- _GIVEN RECORDS_:
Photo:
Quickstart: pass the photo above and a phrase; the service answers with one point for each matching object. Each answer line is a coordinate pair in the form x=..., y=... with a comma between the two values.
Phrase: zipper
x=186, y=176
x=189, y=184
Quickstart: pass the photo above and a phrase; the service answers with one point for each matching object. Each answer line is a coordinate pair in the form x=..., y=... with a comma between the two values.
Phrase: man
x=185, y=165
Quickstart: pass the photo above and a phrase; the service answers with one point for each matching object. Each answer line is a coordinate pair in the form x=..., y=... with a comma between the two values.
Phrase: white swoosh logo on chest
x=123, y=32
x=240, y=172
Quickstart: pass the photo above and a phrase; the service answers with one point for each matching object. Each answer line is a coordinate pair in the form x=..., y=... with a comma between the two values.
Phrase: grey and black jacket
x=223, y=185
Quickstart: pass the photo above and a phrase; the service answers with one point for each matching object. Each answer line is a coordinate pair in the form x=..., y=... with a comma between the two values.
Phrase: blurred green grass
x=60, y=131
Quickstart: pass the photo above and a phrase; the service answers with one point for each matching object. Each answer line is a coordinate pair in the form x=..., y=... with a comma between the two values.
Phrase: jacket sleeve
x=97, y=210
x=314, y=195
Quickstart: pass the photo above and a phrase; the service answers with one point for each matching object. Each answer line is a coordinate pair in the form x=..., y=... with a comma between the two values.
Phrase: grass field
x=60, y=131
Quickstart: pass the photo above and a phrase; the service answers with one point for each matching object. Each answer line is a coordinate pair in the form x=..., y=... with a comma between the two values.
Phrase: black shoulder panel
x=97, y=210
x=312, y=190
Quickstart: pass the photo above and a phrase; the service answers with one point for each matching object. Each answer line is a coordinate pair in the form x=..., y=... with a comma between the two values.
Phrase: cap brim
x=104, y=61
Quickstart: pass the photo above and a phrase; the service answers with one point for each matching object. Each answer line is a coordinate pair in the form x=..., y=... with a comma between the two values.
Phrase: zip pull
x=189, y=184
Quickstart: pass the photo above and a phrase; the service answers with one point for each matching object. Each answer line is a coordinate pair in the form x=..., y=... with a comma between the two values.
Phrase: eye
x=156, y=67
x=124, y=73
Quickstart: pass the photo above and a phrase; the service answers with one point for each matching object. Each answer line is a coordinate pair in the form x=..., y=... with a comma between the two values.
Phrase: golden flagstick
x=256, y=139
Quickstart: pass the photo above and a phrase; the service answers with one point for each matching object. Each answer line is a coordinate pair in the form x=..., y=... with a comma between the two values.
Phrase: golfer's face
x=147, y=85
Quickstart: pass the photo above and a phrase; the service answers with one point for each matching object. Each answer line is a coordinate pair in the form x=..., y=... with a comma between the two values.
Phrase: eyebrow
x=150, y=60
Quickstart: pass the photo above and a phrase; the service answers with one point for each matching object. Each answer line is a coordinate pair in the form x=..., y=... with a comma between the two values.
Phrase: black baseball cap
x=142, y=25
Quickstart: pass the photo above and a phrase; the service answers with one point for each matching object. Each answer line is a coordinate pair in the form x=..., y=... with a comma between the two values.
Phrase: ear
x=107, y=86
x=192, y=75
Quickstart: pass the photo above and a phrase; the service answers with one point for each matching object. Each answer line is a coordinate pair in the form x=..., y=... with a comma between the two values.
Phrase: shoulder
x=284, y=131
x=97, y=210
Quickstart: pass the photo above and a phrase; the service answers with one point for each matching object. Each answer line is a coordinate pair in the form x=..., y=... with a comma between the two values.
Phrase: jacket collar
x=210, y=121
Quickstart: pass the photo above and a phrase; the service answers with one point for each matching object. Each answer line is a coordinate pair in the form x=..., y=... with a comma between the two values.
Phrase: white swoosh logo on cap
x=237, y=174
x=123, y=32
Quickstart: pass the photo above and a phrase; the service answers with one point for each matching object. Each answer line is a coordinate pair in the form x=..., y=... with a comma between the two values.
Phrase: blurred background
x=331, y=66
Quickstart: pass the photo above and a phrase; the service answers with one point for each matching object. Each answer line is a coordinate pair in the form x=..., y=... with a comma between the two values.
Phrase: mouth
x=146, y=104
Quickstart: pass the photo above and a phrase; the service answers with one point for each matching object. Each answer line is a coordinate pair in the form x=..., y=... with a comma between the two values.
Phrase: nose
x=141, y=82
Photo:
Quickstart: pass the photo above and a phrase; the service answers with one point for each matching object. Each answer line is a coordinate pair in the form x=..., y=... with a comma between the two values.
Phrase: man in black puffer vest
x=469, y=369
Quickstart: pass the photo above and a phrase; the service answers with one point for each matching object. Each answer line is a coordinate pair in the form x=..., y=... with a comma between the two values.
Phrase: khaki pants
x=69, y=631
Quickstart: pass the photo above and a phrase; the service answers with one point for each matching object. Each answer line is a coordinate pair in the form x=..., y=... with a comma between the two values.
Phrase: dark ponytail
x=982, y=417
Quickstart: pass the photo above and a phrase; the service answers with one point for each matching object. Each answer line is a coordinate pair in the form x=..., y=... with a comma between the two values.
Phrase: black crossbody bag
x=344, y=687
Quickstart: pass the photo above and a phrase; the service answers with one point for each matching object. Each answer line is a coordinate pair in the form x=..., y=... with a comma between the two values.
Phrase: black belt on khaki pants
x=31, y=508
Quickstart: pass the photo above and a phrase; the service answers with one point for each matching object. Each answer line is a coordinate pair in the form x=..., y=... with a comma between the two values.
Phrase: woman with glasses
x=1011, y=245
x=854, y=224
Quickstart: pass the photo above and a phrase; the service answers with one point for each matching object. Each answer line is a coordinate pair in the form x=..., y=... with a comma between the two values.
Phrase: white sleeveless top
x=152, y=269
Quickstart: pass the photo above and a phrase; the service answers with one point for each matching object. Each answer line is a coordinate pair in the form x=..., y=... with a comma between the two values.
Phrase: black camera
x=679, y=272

- _WORK TO DO_: Your task is to give the records above again, exactly.

- _OUTPUT FOR THIS EXERCISE_:
Photo:
Quickstart: pass the photo above and a phrase; the service answers with one point for each matching object. Each answer line is a coordinate pair in the form x=..., y=... with a comma between the two values.
Phrase: zipper
x=186, y=176
x=189, y=184
Quickstart: pass the photo above and a phrase; the service answers with one point for each matching object. Each answer line is a coordinate pair in the form x=..., y=... with a comma between the two values.
Phrase: man
x=185, y=165
Quickstart: pass the photo above and a phrase; the service answers with one point for each matching object. Each answer line is a coordinate pair in the form x=..., y=... with a comma between the two values.
Phrase: white swoosh logo on chest
x=123, y=32
x=240, y=172
Quickstart: pass the photo above and a phrase; the service answers with one point for each matching object. Each answer line is a coordinate pair in the form x=..., y=... with a comma between the two values.
Phrase: grey and black jacket
x=223, y=185
Quickstart: pass the photo above and a phrase; the service answers with one point for each matching object. Each answer line is a coordinate pair in the form x=..., y=... with a comma between the two values.
Phrase: blurred green grass
x=60, y=131
Quickstart: pass the photo above and a phrase; the service answers with one point for each matching object. Each answer line is a coordinate pair in the form x=..., y=... with a comma between the two values.
Phrase: jacket sleeve
x=97, y=210
x=314, y=195
Quickstart: pass the photo above and a phrase; the service answers with one point for each matching object. Each answer line is a coordinate pair in the form x=..., y=... with a comma between the two values.
Phrase: grass field
x=60, y=131
Quickstart: pass the photo above and a phrase; the service answers with one point for each matching object. Each answer line is a coordinate pair in the form x=..., y=... with a comma between the two values.
Phrase: black shoulder panel
x=97, y=210
x=312, y=190
Quickstart: pass the photo above and a phrase; the service answers with one point for each matching object. Each answer line is a coordinate pair in the form x=..., y=... with a comma between the two values.
Phrase: cap brim
x=104, y=61
Quickstart: pass the photo above and a phrase; the service answers with one point for each matching object. Each answer line is a coordinate pair in the form x=..., y=... with a comma between the two values.
Phrase: zip pull
x=189, y=184
Quickstart: pass the photo above and a phrase; the service answers with one point for each matching object. Each answer line is a coordinate pair in the form x=..., y=... with a comma between the two values.
Phrase: eye
x=156, y=67
x=124, y=73
Quickstart: pass the photo above and a phrase; the service answers with one point for each matching object. Each answer line is a coordinate pair in the form x=..., y=... with a comma between the two values.
Phrase: golden flagstick
x=256, y=139
Quickstart: pass the photo above and a phrase; the service answers with one point for each matching object. Each answer line is a coordinate pair in the form x=..., y=... with a comma between the two values.
Phrase: golfer's face
x=147, y=85
Quickstart: pass the photo above and a phrase; the service answers with one point for each matching object. Each answer line is a coordinate pair in the form x=..., y=... with a comma between the two values.
Phrase: eyebrow
x=150, y=60
Quickstart: pass the photo above and a phrase; the service answers with one point for each matching object. Each answer line is a coordinate pair in the form x=..., y=... with a comma between the two values.
Phrase: black baseball cap
x=142, y=25
Quickstart: pass the photo above and a phrase; the service answers with one point for each matching object. Each answer line is a coordinate pair in the form x=..., y=... with a comma between the two values.
Phrase: ear
x=107, y=86
x=192, y=75
Quickstart: pass the photo above and a phrase; the service answers with one point for each matching object. Each answer line is a coordinate pair in the form x=..., y=... with a comma between the two values.
Phrase: shoulder
x=284, y=131
x=97, y=210
Quickstart: pass the photo above and a phrase; the service answers with one point for each matching object. Each answer line is a coordinate pair in the form x=..., y=... with a comma between the two values.
Phrase: jacket collar
x=210, y=121
Quickstart: pass the photo above and a phrase; the service answers with one point for each matching object. Each answer line is a coordinate pair in the form x=..., y=... with a comma between the two values.
Phrase: white swoosh logo on cap
x=237, y=174
x=123, y=32
Quickstart: pass the photo above and a phrase; the service answers with one point for each matching object. Each answer line is a coordinate pair in the form x=..., y=... with a comma between the two values.
Phrase: blurred background
x=331, y=66
Quickstart: pass the photo above and a phrase; the service answers with one point for each matching object. Each answer line is a coordinate pair in the form x=..., y=... with a comma between the two values.
Phrase: mouth
x=146, y=104
Quickstart: pass the photo above and a phrase; the service answers with one point for each matching object. Each answer line is a coordinate pair in the form x=..., y=... with a comma between the two values.
Phrase: nose
x=141, y=82
Photo:
Quickstart: pass the photo above and a phrase; the service answers with one point for each matching object. Each answer line is a coordinate pair in the form x=..., y=... with a comma between the two values.
Phrase: man in black puffer vest
x=469, y=369
Quickstart: pass the photo above and a phrase; the service answers with one point for each matching object. Each answer line is a coordinate pair in the form x=..., y=... with a comma between the two values.
Phrase: khaki pants
x=69, y=631
Quickstart: pass the photo above and a phrase; the service answers with one point for each matching object. Each answer line is a coordinate pair in the form x=..., y=... with a comma between the two values.
Phrase: dark ponytail
x=982, y=417
Quickstart: pass the photo above and a phrase; the service answers with one point for each matching object. Each answer line is a coordinate pair in the form x=..., y=... with a comma between the two values.
Phrase: black crossbody bag
x=344, y=687
Quickstart: pass the photo above and a phrase; the service answers with one point for each matching object. Each answer line is a coordinate pair in the form x=..., y=... with a comma between the two values.
Phrase: black belt on khaki pants
x=31, y=508
Quickstart: pass the photo above and a phrase; the service answers with one point for each matching object. Each answer line is a coordinate pair in the form x=..., y=... with a comma between the two values.
Phrase: woman with glasses
x=1011, y=245
x=854, y=224
Quickstart: pass the photo above and a phrase; the service answers with one point for each matching object. Each answer line is a coordinate pair in the form x=..., y=... with a comma between the two values.
Phrase: white sleeveless top
x=152, y=269
Quickstart: pass the photo above and a phrase; the service answers with one point for each matching object. Each answer line is a coordinate pair in the form x=..., y=... with a comma between the two values.
Phrase: black camera
x=679, y=272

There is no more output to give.